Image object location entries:
--

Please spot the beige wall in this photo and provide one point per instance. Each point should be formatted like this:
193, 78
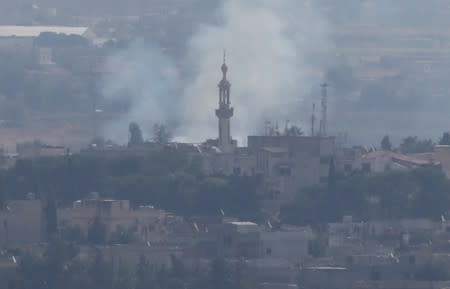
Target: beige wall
22, 223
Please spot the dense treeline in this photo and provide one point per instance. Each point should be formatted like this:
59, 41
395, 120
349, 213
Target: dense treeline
59, 267
166, 179
422, 193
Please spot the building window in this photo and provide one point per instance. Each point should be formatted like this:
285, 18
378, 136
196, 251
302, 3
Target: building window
366, 168
348, 168
325, 160
227, 241
284, 171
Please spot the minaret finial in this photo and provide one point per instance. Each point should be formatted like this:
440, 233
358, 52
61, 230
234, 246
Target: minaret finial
224, 65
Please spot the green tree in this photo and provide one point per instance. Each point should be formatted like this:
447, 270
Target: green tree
432, 272
412, 145
317, 247
97, 232
220, 276
123, 277
145, 276
445, 139
51, 218
100, 273
135, 132
386, 143
161, 134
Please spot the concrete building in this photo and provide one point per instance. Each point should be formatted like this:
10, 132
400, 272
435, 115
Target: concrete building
289, 163
288, 243
147, 224
21, 38
356, 159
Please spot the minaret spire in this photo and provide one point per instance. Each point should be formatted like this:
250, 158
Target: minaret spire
225, 111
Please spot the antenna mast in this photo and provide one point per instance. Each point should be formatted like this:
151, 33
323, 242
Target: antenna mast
324, 103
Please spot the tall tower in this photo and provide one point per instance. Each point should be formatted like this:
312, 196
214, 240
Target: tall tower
324, 103
225, 111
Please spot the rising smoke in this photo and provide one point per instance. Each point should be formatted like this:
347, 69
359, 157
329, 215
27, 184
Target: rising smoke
268, 44
147, 80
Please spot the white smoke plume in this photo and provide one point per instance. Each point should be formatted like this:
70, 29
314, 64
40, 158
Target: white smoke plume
147, 80
267, 44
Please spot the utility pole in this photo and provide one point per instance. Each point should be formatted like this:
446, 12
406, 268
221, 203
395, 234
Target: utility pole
324, 104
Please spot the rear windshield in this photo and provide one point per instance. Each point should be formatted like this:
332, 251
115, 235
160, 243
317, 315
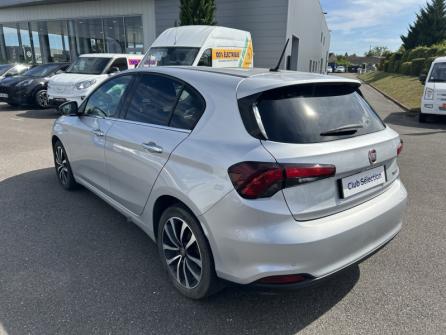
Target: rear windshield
309, 114
438, 74
164, 56
89, 65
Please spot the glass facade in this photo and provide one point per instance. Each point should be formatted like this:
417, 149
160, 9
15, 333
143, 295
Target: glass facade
44, 42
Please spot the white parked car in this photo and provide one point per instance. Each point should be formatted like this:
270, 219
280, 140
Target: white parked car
252, 176
201, 46
433, 100
85, 74
340, 69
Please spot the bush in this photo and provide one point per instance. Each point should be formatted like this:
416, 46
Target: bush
406, 68
417, 66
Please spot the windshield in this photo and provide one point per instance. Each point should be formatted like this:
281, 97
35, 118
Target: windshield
42, 70
89, 65
438, 74
312, 113
4, 68
163, 56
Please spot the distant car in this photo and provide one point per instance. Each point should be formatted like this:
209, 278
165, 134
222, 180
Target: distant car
340, 69
30, 88
85, 74
432, 101
11, 70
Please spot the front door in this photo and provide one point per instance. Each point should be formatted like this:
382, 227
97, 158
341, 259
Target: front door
89, 132
161, 112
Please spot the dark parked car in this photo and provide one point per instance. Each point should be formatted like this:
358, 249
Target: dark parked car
31, 87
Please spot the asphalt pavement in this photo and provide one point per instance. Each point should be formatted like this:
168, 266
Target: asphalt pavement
70, 264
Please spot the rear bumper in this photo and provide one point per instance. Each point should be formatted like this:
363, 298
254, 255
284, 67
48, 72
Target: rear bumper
249, 243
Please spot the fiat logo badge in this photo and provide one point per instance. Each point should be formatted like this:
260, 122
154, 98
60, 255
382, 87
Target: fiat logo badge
372, 156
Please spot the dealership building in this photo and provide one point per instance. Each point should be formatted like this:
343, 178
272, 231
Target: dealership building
43, 31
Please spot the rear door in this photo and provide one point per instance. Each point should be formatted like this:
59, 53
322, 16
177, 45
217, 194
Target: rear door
160, 115
334, 125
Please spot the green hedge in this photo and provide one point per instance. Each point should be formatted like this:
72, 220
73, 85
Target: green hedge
413, 62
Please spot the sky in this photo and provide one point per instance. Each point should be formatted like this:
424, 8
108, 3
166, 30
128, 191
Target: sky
358, 24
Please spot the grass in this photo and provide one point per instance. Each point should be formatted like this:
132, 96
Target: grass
405, 89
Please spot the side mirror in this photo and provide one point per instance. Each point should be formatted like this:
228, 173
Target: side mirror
113, 69
69, 108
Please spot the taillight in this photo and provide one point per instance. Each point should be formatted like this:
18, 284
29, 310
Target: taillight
400, 148
254, 180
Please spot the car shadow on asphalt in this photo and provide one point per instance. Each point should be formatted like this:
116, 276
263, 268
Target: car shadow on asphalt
72, 264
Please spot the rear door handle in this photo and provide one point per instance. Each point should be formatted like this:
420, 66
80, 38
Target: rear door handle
98, 132
152, 147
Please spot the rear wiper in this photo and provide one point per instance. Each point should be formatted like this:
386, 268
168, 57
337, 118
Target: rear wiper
349, 129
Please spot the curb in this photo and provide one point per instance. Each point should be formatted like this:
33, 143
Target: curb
407, 109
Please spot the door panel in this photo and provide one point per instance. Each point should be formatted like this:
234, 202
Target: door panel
135, 154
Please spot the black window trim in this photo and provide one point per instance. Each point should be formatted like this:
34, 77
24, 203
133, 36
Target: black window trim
183, 85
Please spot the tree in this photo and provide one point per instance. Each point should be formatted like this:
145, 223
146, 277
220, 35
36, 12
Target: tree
197, 12
429, 27
377, 51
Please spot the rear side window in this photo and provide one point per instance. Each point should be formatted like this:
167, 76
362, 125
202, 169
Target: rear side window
309, 114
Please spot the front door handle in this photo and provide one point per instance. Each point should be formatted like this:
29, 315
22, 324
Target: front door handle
152, 147
98, 132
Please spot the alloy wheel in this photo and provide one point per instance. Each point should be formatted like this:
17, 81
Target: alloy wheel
61, 165
182, 252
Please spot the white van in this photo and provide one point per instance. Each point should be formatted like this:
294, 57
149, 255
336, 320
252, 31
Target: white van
201, 46
433, 100
87, 72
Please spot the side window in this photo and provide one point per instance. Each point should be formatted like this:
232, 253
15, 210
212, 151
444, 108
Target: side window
206, 58
188, 111
105, 100
153, 100
120, 63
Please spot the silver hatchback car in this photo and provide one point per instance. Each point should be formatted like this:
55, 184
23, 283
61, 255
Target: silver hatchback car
251, 176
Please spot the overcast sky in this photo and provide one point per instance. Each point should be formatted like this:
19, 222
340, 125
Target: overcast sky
358, 24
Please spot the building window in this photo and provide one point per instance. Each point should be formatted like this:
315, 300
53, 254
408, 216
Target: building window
114, 35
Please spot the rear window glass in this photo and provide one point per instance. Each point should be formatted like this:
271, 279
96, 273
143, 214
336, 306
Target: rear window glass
309, 114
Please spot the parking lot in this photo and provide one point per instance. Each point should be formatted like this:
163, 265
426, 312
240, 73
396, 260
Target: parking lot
70, 264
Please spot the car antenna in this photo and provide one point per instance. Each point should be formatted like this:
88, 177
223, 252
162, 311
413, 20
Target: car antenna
276, 69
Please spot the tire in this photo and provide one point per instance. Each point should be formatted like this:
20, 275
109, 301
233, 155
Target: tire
63, 169
41, 99
183, 247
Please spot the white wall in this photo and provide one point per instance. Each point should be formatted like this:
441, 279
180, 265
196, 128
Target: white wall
306, 21
84, 9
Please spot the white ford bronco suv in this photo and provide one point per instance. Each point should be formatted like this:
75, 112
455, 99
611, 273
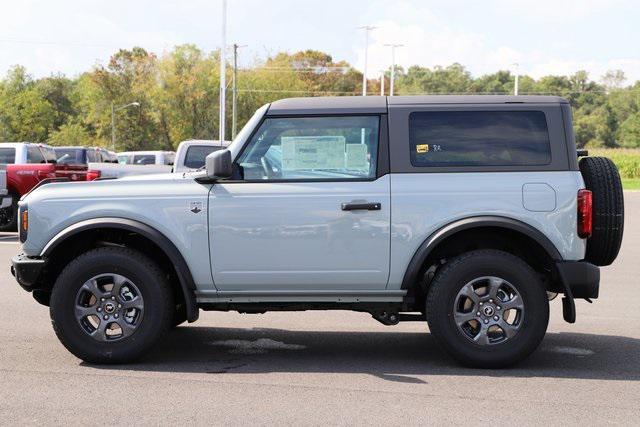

--

• Task description: Turn everything in the listing from the line containing "Please spot the car antenna" down through the end of the listing into a numbered list, one number per line, skipping blank lines and leaving the pictures out.

• Expected answer:
1. Please spot the car antenna in this photo and provide one point per instance. Each point should be formatted like this:
2. 88, 177
3. 223, 252
4. 162, 311
5. 413, 20
6. Target: car antenna
7. 276, 69
8. Please spot the tire in this photo and provide one point per instance. Each point should be formatted like this:
9. 20, 275
10. 109, 301
11. 233, 155
12. Target: tire
13. 63, 169
14. 41, 99
15. 183, 247
16. Please spot the white wall in this photo and provide one point per instance. Each point should be formatted like this:
17. 441, 279
18. 180, 265
19. 196, 128
20. Target: white wall
21. 306, 21
22. 84, 9
23. Please spot the white ford bronco suv in this photo and provide one point per instance. Each point should be formatted like this:
24. 75, 112
25. 455, 99
26. 611, 273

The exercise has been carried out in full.